Raw items:

- - -

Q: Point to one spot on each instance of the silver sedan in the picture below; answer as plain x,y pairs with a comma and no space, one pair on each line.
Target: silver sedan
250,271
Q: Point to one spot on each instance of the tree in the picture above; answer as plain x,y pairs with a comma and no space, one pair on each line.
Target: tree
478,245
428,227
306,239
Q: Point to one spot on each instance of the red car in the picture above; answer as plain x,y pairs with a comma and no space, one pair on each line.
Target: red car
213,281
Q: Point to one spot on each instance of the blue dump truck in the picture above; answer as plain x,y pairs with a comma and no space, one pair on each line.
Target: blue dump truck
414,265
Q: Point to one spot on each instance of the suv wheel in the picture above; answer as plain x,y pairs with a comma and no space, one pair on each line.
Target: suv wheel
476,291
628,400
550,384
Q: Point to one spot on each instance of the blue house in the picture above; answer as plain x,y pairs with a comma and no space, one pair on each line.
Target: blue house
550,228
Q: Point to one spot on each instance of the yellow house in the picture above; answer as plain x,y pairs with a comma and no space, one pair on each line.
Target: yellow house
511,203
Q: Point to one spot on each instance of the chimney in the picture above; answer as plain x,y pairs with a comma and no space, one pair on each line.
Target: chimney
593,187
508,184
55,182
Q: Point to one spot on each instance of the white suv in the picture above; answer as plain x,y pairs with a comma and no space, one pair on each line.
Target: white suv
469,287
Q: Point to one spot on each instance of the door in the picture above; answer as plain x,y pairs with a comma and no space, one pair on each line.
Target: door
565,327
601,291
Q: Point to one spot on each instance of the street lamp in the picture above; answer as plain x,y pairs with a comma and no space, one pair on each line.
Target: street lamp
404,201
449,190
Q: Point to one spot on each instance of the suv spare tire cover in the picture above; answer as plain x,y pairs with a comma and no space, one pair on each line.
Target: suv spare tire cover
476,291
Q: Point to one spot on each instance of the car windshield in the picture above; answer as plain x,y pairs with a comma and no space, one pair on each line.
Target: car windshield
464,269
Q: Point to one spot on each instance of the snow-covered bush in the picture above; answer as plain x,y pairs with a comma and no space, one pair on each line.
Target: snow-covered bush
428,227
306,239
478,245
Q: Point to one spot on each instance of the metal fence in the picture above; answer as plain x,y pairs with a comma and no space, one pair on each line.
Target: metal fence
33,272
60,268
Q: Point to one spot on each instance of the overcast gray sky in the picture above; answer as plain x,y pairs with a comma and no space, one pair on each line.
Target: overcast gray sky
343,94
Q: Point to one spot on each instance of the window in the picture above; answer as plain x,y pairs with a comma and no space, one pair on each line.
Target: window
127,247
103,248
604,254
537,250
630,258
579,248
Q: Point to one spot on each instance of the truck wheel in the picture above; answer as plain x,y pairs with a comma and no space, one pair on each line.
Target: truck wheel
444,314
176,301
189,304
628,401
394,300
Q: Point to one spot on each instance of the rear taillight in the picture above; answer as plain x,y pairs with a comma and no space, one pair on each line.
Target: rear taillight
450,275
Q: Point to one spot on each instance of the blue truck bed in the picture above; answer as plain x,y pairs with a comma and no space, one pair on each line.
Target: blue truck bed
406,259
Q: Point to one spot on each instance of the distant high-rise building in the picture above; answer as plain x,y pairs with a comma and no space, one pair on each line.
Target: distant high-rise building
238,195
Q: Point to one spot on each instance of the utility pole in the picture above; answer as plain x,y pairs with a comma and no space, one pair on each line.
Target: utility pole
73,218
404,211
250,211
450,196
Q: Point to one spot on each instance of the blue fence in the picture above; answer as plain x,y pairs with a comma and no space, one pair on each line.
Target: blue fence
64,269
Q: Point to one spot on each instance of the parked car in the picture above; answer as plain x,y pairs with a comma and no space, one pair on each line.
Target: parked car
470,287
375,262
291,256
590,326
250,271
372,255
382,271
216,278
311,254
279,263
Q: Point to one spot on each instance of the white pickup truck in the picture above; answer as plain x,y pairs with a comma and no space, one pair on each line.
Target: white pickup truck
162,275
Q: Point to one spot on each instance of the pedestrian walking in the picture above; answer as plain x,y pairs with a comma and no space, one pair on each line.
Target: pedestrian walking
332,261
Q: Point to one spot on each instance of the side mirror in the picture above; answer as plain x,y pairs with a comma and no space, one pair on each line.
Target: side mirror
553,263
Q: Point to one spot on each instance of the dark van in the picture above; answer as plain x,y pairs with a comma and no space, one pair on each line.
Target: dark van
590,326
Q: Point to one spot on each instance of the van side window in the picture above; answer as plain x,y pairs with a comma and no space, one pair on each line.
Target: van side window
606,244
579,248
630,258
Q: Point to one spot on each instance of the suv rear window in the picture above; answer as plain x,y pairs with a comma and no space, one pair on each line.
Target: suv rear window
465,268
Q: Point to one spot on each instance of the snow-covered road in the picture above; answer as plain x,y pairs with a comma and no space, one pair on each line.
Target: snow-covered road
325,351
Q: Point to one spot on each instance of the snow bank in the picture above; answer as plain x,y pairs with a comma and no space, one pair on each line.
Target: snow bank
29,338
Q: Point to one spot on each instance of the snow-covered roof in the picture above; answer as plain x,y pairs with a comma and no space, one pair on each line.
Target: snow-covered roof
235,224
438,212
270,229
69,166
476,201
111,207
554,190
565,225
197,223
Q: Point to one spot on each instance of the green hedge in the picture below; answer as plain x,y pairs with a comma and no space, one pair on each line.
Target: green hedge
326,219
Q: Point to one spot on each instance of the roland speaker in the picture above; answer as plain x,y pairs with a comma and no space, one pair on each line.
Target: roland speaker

- - -

> What you should do
Copy every item above line for line, with no changes.

> Written solution
Q: Point to one spot on each instance of the silver sedan in the picture below; answer as plain x,y pairs with a comma and no space, one pair on each line.
Target: silver sedan
250,271
Q: Point to one spot on each instance of the tree in the picture above; answer as plain x,y pairs with a comma and no space, one pair on each line.
Target: tree
478,245
428,227
306,239
Q: Point to one spot on each instance of the red car in the picture above; answer as plain x,y pairs with a comma and no space, one pair on each line.
Target: red car
213,281
Q: Point to one spot on each instance of the blue dump truck in the picture above; answer as plain x,y pairs with a comma and no space, one pair on each line.
Target: blue dump truck
414,265
Q: Point to one spot on each instance of the suv wheel in the picture above; answer as plain x,y pairs with a comma and no space, one pair on each line.
Target: suv wheel
476,291
628,400
550,384
Q: Point to one spot on each instance of the blue house in the picture above; answer as plain x,y pairs with a comma and no space, one pair on each line.
Target: blue house
550,228
Q: Point to one spot on each instance of the yellow house in the picture above; answer as plain x,y pairs with a comma and no space, one pair on each line.
Target: yellow house
511,203
Q: Point to one spot on each instance of the chimney in the picture above; answer as plain x,y pairs with a comma and no space, one pair on each line.
Target: chimney
593,187
508,184
55,182
Q: Point to one spot on each instance of the white suv in the picture above; answer as plain x,y pairs with a comma and no space, one pair on each line.
Target: white suv
469,287
Q: Point to one spot on each instance of the door in the picture above; answer as plain x,y pairs with a comma and no space, one pair on each line.
Target: door
565,327
601,291
Q: Point to one spot on each instance of the street lamp in the picture above; answer as plain x,y pairs with a comma and no space, one pair on each line.
Target: street lamp
404,201
449,190
Q: Point to one spot on each instance of the suv spare tire cover in the picture above; answer as plain x,y pairs with a comma and no space, one pair on each line.
Target: suv spare tire cover
476,291
Q: Point to one spot on each instance of the car windshield in the picture above; answer as plain x,y pairs with a comma and no space, one pair on each line.
Target: car windshield
464,269
Q: Point to one spot on each instance of the snow-covered bush in the picture above; answer as plain x,y pairs with a comma and no space, one pair on each line.
Target: snow-covered bush
428,227
306,239
478,245
Q: Point to one spot on each instance of the metal fence in the picture above; answer as plain x,y pairs with a comma and no space, one pair on each line.
Target: metal fence
33,272
60,268
Q: Point to one spot on each instance of the overcast gray sky in the picture above; answer as plain x,y pairs with a comma and no space, one pair on each line.
Target: overcast gray sky
343,94
Q: Point to one spot on each instance of the window in the picture above; answer as plain x,y pairs with a comma and no space, one pair on each line.
Target: window
127,247
103,248
604,254
537,250
630,258
579,248
Q: Point to one spot on each instance of the truck wheel in the picture above; answer as plain x,y pairs with a comma and no space, one pair on each line.
Target: truck wheel
444,314
176,301
189,304
628,401
394,300
Q: Point to one spot on each instance of the rear taillight in the picture above; answer as plain x,y pairs with a comma and no space, one pair on each line.
Target: rear taillight
450,275
Q: Point to one spot on each instance of the blue truck bed in the picture above; answer as plain x,y pairs with a comma and no space, one pair on each line.
Target: blue truck bed
406,259
Q: Point to one spot on each instance of the distant high-rise building in the picture above; answer as plain x,y pairs with a comma and no space, one pair on each line.
Target: distant high-rise building
238,195
Q: Point to one spot on each instance of the utility pole in the picture above; answer as plain x,y pairs with a comma and no space, one pair on each line.
Target: utility pole
73,218
404,211
250,211
450,196
Q: Point to one spot on each instance of the blue fence in the picture above; answer as plain x,y pairs with a comma and no space, one pair on each line.
Target: blue fence
64,269
Q: Point to one spot on each instance of the parked car in the picture above; answer as plain x,y pairs with a comma and no space, one pair on each line.
Target: parked car
470,287
375,262
291,256
590,326
250,271
372,255
382,271
216,278
311,254
279,263
Q: Point to one spot on each instance of the white pickup truck in the picture above; answer as plain x,y pairs with a comma and no space, one pair on each line.
Target: white pickup truck
162,275
Q: Point to one spot on each instance of the pedestrian walking in the picture above; answer as plain x,y pairs with a comma and no space, one pair on each line.
Target: pedestrian walking
332,261
Q: Point to one spot on each instance of the side mirror in the picture above; answer as plain x,y pairs with a comma and no space, one pair on each line.
Target: side mirror
553,263
Q: Point to one spot on each instance of the dark van in the picture above; answer as plain x,y pairs with a comma and no space, one pair on each line.
Target: dark van
590,326
Q: Point to one spot on each instance of the van side window in the picture above; answer as plain x,y pairs with a comma and no space, one pair on each line.
Target: van side window
606,244
579,248
630,258
Q: Point to one spot on each instance of the suv rear window in the picture above; answer as plain x,y pairs with a comma and no space, one pair on each line.
Target: suv rear window
465,268
Q: Point to one spot on each instance of the snow-covered road in the picture above; answer as plain x,y pairs with a comma and no space, one pair on each line.
Target: snow-covered road
325,351
Q: Point to one spot on each instance of the snow bank in the picture above; answer as plain x,y pairs with a comma and no space, one pair on each line.
Target: snow bank
29,338
Q: Point to one spot on each instance of the snow-covered roof in the picture above; answer as plain x,y pairs with a comma and no space, one pair on each line.
Target: snow-covered roof
235,224
438,212
270,229
69,166
476,201
111,207
554,190
565,225
197,223
Q: Point to one spot on each instance of the green hedge in the picture below; answer as plain x,y pairs with a comma and no space, one pair on each line.
Target: green hedge
326,219
Q: Point to one spot on each instance of the roland speaker in the picture above; answer as plain x,y pairs with a comma and no space, one pair on each line.
Target: roland speaker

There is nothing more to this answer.